:: Items

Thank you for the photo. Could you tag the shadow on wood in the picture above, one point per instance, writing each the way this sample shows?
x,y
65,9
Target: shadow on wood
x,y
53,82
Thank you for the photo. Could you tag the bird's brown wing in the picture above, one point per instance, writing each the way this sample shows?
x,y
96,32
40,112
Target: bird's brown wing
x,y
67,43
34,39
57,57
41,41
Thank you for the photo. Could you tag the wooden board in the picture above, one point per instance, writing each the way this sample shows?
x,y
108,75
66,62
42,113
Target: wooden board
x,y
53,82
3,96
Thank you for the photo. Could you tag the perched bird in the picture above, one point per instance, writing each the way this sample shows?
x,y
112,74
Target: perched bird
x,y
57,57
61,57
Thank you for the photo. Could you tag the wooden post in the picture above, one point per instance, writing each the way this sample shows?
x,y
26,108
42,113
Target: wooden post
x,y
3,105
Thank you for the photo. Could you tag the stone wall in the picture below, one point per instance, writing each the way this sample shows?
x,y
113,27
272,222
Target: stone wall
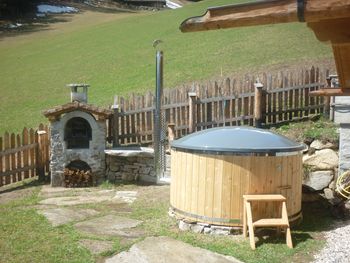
x,y
321,170
132,168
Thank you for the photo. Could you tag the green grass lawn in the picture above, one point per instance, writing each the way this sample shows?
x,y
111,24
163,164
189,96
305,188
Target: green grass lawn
x,y
116,57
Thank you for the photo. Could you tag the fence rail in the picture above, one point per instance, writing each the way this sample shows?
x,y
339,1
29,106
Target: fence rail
x,y
24,155
230,102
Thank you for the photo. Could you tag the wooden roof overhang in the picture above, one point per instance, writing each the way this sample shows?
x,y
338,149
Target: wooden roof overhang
x,y
98,112
329,19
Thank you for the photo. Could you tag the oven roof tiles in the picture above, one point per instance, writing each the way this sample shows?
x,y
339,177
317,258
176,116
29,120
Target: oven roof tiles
x,y
57,111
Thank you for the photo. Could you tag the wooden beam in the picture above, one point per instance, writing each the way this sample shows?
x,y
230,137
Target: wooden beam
x,y
330,92
267,12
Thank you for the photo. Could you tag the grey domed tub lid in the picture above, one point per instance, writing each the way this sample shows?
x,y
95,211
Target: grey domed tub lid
x,y
245,140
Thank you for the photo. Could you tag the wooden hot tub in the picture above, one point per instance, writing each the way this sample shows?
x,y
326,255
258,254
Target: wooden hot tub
x,y
214,168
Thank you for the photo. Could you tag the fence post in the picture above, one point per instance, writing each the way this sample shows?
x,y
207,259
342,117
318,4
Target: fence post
x,y
192,111
171,133
40,162
258,104
115,125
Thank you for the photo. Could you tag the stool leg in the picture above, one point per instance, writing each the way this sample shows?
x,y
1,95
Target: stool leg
x,y
289,238
285,218
250,226
244,219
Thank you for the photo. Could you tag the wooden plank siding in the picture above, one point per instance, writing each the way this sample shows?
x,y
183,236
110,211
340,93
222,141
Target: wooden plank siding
x,y
229,102
19,155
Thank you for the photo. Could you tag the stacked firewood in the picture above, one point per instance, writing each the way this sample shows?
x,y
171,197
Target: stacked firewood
x,y
77,178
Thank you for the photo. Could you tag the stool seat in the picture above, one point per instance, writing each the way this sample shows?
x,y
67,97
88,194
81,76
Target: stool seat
x,y
281,222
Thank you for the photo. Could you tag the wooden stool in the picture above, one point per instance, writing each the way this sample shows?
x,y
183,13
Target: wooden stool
x,y
266,222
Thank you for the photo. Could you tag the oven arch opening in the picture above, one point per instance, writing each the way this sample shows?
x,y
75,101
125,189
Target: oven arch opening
x,y
77,133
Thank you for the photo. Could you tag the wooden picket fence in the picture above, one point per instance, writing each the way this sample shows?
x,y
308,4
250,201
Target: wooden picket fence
x,y
229,102
24,155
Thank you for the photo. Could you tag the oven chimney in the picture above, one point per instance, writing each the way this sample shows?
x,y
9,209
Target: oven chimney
x,y
78,92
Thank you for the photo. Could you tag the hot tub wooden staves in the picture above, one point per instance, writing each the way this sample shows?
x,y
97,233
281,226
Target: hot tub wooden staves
x,y
208,187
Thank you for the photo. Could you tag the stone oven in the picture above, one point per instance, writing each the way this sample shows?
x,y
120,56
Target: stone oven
x,y
78,139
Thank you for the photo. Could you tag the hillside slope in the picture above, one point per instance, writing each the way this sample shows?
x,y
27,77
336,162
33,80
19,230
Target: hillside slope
x,y
115,56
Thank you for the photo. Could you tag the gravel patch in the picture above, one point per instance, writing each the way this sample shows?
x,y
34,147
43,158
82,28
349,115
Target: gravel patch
x,y
337,248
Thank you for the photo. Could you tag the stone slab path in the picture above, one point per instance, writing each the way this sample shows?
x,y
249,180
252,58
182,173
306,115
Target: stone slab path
x,y
96,246
168,250
109,225
61,216
100,226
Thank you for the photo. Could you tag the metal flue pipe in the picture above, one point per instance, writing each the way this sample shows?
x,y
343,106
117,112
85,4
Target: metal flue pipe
x,y
158,145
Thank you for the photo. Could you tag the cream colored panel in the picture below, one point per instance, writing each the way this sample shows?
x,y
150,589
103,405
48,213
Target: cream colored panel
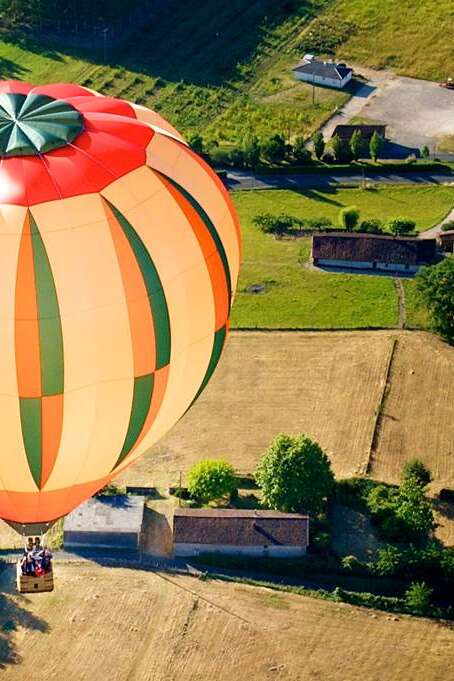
x,y
14,471
156,121
162,155
110,428
96,336
15,474
182,373
179,260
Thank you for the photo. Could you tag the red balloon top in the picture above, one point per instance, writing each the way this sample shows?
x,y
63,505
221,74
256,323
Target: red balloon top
x,y
111,143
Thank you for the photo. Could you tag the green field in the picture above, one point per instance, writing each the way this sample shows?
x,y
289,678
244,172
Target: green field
x,y
411,36
225,71
297,296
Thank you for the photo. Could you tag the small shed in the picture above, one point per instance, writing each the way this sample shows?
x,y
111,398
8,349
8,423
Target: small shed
x,y
105,522
240,532
447,241
372,251
317,72
345,132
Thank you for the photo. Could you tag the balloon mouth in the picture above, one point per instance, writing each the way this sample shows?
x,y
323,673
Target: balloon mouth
x,y
30,529
33,124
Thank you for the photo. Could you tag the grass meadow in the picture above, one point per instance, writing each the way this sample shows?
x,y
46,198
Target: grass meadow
x,y
299,296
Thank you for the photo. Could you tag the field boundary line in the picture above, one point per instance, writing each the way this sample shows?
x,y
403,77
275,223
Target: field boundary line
x,y
379,411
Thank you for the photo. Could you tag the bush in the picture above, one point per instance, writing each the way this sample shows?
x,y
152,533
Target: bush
x,y
251,152
348,217
209,480
418,597
416,470
274,149
276,224
370,227
399,226
295,475
435,286
375,146
319,145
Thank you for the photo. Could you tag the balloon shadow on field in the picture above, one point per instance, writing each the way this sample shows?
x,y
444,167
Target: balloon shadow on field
x,y
14,615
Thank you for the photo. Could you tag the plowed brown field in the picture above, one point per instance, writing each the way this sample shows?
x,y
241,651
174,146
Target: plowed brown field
x,y
124,625
328,385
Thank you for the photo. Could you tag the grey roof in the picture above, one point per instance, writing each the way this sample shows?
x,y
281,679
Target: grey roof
x,y
107,514
239,527
326,69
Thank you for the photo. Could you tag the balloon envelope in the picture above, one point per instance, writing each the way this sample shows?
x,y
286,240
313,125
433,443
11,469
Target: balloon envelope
x,y
119,257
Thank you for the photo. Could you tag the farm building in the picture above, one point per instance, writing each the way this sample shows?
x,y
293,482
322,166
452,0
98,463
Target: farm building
x,y
345,132
447,241
371,251
105,522
232,531
319,72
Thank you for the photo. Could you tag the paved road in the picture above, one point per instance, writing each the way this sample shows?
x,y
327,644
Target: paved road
x,y
238,180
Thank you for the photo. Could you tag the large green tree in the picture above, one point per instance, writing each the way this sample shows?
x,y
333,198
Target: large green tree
x,y
435,286
295,475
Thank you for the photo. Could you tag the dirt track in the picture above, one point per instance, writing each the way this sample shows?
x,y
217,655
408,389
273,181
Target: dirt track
x,y
124,625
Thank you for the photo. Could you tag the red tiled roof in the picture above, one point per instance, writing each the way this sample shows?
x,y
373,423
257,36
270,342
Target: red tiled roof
x,y
239,527
359,247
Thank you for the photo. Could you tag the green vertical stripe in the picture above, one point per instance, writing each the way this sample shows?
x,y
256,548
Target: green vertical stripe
x,y
50,332
218,344
211,228
154,288
31,423
141,400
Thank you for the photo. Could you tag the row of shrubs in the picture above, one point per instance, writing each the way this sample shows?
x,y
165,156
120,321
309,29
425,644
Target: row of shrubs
x,y
277,150
349,219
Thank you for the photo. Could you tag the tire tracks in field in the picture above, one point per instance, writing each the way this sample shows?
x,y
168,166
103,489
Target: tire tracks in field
x,y
379,413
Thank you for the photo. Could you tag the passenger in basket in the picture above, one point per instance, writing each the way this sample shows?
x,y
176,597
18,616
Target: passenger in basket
x,y
46,560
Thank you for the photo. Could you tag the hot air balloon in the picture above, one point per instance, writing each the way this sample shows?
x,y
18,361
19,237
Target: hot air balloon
x,y
119,257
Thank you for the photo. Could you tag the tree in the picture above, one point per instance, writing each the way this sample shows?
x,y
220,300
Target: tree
x,y
356,145
319,145
251,152
301,153
196,142
349,217
435,286
375,146
399,226
416,470
274,149
413,509
295,475
209,480
418,597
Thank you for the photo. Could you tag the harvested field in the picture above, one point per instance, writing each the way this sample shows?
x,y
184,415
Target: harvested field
x,y
325,384
328,385
122,624
418,413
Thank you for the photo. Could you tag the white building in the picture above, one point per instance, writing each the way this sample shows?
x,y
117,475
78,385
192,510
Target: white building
x,y
239,532
319,72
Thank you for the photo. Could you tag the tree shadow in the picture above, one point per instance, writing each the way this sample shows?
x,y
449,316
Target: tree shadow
x,y
10,70
14,615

::::

--- Your task ---
Please quote exactly the lines from the one containing "Thank you for the photo. Could you tag the harvested" through the last line of the records above, both included, and nothing else.

--- Result of the task ---
Thank you for the photo. Could you tag the harvested field in the picture above, one point per instance, writing each the way this sample shows?
x,y
184,415
Target: harvested field
x,y
325,384
328,385
122,624
418,413
Thank you for the photo. Could you tag the white building in the picture above, one point per instance, writing each the way this sample shows?
x,y
117,475
78,385
192,510
Target: white building
x,y
239,532
319,72
Thank you for the photo. Could you tag the tree shadow in the picture above, one point per instance, writing each the way this sample shows?
x,y
449,316
Target: tree shadow
x,y
10,70
14,615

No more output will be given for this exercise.